Start of RECORDS FOR PROCESSING

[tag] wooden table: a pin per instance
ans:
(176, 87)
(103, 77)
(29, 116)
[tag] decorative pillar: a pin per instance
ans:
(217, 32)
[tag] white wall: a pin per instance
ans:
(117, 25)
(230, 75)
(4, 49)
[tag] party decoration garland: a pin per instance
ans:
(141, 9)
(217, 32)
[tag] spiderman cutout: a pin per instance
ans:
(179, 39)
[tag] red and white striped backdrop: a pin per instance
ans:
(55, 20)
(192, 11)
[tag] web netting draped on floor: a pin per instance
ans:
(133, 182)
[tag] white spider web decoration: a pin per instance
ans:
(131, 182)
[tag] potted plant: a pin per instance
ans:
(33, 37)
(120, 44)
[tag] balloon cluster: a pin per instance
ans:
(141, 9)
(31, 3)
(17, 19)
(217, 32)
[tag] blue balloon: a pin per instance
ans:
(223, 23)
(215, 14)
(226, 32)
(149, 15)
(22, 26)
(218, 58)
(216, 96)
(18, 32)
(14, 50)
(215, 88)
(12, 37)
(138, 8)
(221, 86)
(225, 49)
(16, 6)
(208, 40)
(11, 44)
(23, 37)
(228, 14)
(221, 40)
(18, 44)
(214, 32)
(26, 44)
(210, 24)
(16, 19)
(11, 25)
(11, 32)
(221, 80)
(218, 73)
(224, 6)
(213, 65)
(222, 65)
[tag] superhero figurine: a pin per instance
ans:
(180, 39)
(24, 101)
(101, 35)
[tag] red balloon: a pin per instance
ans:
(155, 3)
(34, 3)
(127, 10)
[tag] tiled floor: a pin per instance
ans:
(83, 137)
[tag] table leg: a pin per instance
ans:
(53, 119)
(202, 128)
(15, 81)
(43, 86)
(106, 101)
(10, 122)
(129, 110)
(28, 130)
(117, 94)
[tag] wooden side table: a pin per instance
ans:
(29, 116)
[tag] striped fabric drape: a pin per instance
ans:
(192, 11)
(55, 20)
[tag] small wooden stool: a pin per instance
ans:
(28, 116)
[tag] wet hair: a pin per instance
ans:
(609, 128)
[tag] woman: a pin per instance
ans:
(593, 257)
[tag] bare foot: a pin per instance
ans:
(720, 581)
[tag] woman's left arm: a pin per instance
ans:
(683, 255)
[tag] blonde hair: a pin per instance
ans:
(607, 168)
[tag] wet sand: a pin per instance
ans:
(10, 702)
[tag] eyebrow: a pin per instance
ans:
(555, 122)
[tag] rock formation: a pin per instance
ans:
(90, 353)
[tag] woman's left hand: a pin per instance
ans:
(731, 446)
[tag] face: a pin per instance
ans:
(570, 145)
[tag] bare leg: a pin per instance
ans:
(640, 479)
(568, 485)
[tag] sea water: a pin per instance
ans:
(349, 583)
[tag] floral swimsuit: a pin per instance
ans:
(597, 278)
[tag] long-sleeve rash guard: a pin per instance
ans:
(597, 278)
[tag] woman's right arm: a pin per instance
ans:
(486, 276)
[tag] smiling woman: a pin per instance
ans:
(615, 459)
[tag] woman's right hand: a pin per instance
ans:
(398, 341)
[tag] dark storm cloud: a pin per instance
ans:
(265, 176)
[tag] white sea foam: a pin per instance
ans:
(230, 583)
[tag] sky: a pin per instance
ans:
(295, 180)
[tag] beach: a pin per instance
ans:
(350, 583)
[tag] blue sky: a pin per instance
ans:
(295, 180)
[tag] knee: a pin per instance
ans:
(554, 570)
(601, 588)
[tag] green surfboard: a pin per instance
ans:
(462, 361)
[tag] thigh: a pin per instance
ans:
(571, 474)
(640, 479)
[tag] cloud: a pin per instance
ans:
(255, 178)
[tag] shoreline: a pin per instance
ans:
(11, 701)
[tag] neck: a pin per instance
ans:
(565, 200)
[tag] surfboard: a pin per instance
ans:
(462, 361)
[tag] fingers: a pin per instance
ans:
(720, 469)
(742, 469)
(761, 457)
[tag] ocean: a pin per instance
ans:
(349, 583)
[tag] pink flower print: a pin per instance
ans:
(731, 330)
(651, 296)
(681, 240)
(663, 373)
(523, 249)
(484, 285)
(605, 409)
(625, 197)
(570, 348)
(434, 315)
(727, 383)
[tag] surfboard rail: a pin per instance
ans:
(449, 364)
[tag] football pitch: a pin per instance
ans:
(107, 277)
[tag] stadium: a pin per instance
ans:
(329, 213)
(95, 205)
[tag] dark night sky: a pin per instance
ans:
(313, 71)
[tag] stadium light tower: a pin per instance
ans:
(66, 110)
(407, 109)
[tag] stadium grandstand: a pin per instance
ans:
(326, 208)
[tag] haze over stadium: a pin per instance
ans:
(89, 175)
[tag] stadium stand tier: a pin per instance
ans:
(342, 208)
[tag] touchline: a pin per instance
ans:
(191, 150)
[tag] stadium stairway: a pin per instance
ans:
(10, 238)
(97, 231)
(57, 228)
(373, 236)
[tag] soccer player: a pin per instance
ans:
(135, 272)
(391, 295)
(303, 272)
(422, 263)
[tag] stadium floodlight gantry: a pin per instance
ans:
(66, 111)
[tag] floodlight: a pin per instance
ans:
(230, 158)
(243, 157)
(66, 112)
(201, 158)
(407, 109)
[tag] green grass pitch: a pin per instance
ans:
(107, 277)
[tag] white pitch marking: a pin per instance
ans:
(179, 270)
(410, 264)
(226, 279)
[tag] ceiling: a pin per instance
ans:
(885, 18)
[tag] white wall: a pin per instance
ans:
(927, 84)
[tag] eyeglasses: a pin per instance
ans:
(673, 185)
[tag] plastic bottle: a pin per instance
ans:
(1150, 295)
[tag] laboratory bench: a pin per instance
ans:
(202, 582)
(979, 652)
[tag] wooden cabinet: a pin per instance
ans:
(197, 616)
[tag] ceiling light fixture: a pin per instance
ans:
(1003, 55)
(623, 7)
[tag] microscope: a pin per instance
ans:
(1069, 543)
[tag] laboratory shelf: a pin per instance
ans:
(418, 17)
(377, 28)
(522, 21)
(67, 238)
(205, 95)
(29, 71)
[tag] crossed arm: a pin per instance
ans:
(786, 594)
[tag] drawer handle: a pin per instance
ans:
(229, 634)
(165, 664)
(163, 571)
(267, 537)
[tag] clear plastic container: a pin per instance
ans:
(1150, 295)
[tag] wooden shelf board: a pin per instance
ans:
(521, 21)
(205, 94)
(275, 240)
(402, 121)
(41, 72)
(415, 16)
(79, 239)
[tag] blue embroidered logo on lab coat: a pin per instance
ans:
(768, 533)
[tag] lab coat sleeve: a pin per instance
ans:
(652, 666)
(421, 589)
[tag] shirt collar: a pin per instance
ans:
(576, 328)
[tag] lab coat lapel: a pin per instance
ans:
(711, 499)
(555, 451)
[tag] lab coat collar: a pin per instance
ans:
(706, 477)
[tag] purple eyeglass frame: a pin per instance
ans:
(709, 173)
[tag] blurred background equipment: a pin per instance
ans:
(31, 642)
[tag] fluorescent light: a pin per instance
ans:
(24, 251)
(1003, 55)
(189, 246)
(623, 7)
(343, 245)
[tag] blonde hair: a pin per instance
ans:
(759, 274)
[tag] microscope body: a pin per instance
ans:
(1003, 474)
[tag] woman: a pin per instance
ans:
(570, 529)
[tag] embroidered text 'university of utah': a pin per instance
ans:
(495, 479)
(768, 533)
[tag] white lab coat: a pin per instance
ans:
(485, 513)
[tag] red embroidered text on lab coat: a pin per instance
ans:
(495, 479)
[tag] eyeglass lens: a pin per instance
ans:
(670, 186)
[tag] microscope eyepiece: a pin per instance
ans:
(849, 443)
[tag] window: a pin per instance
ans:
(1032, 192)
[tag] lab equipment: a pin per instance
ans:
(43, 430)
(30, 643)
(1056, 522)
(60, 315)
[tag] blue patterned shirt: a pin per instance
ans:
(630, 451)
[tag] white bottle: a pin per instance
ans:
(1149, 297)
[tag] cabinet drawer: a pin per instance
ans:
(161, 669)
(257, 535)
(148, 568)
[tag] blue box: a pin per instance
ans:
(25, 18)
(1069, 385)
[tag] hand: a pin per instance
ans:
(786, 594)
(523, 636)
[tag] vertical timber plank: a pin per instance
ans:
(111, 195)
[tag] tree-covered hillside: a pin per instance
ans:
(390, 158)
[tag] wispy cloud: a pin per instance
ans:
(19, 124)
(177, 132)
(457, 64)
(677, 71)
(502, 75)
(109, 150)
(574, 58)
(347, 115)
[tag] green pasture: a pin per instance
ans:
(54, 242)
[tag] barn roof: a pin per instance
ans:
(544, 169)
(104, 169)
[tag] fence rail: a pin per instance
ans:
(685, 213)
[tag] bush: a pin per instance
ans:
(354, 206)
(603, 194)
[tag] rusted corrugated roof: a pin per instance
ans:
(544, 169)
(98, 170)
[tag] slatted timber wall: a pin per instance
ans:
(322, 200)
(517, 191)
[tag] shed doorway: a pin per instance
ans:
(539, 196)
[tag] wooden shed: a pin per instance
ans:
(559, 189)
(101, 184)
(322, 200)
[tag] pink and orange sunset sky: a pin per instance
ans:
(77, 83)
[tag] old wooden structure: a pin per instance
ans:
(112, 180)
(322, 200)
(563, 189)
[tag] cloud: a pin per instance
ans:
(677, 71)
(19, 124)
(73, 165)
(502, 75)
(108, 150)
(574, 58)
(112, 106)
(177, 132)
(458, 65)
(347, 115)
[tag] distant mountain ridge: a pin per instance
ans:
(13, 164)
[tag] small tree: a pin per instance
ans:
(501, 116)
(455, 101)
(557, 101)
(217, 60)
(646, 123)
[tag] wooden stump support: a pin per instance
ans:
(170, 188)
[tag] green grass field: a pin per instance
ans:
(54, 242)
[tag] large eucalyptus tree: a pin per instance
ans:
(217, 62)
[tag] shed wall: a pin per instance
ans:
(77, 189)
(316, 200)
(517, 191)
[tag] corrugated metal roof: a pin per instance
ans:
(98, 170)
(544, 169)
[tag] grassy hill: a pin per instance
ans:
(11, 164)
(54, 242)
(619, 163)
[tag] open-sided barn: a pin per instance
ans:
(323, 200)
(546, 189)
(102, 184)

End of RECORDS FOR PROCESSING

_OBJECTIVE_. Everything from the line containing "[tag] rusted corrugated" to the end of the data above should be quoted exactly, please, both ends included, and nothing outside that span.

_ANSWER TO THE PROBLEM_.
[tag] rusted corrugated roof: a pin per instance
ans:
(544, 169)
(98, 170)
[tag] slatted timber wall: a pin per instance
ans:
(322, 200)
(517, 191)
[tag] shed doorway: a pin per instance
ans:
(539, 196)
[tag] wooden shed: a pin per instance
ans:
(559, 189)
(101, 184)
(322, 200)
[tag] pink and orange sunset sky: a pin per instance
ans:
(77, 83)
[tag] old wooden structure: a pin per instance
ans:
(112, 180)
(322, 200)
(563, 189)
[tag] cloud: a pin per instance
ans:
(677, 71)
(19, 124)
(73, 165)
(502, 75)
(108, 150)
(574, 58)
(112, 106)
(177, 132)
(458, 65)
(347, 115)
[tag] distant mountain ridge: a pin per instance
ans:
(13, 164)
[tag] small tree: a pin per instance
ans:
(501, 116)
(455, 101)
(557, 101)
(217, 60)
(646, 123)
[tag] wooden stump support: a pin per instance
ans:
(170, 188)
[tag] green grass field: a pin per instance
ans:
(54, 242)
[tag] large eucalyptus tree: a pin per instance
ans:
(217, 62)
[tag] shed wall: a pin per instance
ans:
(77, 189)
(316, 200)
(517, 191)
[tag] corrugated metal roof: a pin per instance
ans:
(98, 170)
(544, 169)
[tag] grassy hill: a pin per instance
ans:
(11, 164)
(54, 242)
(619, 163)
[tag] open-sided barn: a pin per instance
ans:
(323, 200)
(546, 189)
(102, 184)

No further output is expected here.